(What is being asked) In your answer, transcribe all of the data exactly.

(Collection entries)

*-*-*

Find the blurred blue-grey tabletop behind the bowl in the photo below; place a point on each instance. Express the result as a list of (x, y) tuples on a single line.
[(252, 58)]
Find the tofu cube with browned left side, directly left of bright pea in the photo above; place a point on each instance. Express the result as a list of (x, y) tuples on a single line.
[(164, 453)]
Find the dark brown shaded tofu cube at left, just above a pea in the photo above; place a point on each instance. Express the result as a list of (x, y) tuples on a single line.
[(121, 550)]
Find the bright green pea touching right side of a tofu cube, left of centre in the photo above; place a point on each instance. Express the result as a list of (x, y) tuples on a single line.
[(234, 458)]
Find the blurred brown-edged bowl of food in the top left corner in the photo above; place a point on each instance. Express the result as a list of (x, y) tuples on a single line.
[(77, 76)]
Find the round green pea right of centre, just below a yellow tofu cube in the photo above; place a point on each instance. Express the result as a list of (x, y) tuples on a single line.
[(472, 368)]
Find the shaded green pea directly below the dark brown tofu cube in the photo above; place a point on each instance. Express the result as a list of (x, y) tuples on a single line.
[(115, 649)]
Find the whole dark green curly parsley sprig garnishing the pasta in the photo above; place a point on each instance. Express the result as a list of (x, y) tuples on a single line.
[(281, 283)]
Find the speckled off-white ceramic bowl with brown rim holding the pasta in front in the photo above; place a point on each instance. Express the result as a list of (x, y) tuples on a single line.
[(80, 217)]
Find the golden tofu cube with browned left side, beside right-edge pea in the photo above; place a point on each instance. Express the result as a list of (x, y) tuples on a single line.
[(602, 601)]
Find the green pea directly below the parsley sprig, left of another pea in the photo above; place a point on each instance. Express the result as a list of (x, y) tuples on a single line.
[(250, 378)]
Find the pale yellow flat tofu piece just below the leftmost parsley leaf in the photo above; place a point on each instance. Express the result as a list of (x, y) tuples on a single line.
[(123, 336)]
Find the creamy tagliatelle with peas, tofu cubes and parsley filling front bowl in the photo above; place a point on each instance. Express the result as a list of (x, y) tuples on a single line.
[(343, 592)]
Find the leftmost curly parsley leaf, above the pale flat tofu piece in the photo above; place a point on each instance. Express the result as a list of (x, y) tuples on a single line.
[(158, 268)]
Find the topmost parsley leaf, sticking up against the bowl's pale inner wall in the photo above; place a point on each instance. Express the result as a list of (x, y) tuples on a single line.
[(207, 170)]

*-*-*

(Task solution)
Find the blurred blue-grey tabletop behind the bowl in the photo below; place a point on each instance. Express the result as a list of (x, y) tuples on a single line.
[(252, 58)]
Find the tofu cube with browned left side, directly left of bright pea in the photo above; place a point on each instance. Express the result as a list of (x, y) tuples on a single line.
[(164, 453)]
Find the dark brown shaded tofu cube at left, just above a pea in the photo above; place a point on each instance. Express the result as a list of (x, y) tuples on a single line.
[(121, 550)]
Find the bright green pea touching right side of a tofu cube, left of centre in the photo above; place a point on each instance. Express the result as a list of (x, y) tuples on a single line.
[(234, 458)]
Find the blurred brown-edged bowl of food in the top left corner in the photo above; place a point on each instance. Express the result as a list of (x, y) tuples on a single line.
[(77, 76)]
Find the round green pea right of centre, just below a yellow tofu cube in the photo above; place a point on each instance. Express the result as a list of (x, y) tuples on a single line.
[(472, 368)]
Find the shaded green pea directly below the dark brown tofu cube in the photo above; place a point on each instance. Express the result as a list of (x, y) tuples on a single line.
[(115, 649)]
Find the whole dark green curly parsley sprig garnishing the pasta in the photo above; place a point on each instance. Express the result as a list of (x, y) tuples on a single line.
[(281, 283)]
Find the speckled off-white ceramic bowl with brown rim holding the pasta in front in the photo above; place a point on each instance. Express the result as a list of (x, y) tuples on a single line.
[(80, 217)]
Find the golden tofu cube with browned left side, beside right-edge pea in the photo above; place a point on each instance. Express the result as a list of (x, y) tuples on a single line.
[(602, 601)]
Find the green pea directly below the parsley sprig, left of another pea in the photo above; place a point on each instance. Express the result as a list of (x, y) tuples on a single line.
[(250, 378)]
Find the pale yellow flat tofu piece just below the leftmost parsley leaf in the photo above; place a point on each instance. Express the result as a list of (x, y) tuples on a single line.
[(123, 336)]
Find the creamy tagliatelle with peas, tofu cubes and parsley filling front bowl in the photo above; place a point on each instance. Express the result as a list of (x, y) tuples on a single line.
[(343, 592)]
Find the leftmost curly parsley leaf, above the pale flat tofu piece in the photo above; place a point on each instance. Express the result as a list of (x, y) tuples on a single line.
[(158, 268)]
Find the topmost parsley leaf, sticking up against the bowl's pale inner wall in the photo above; place a point on each instance. Express the result as a list of (x, y) tuples on a single line.
[(207, 170)]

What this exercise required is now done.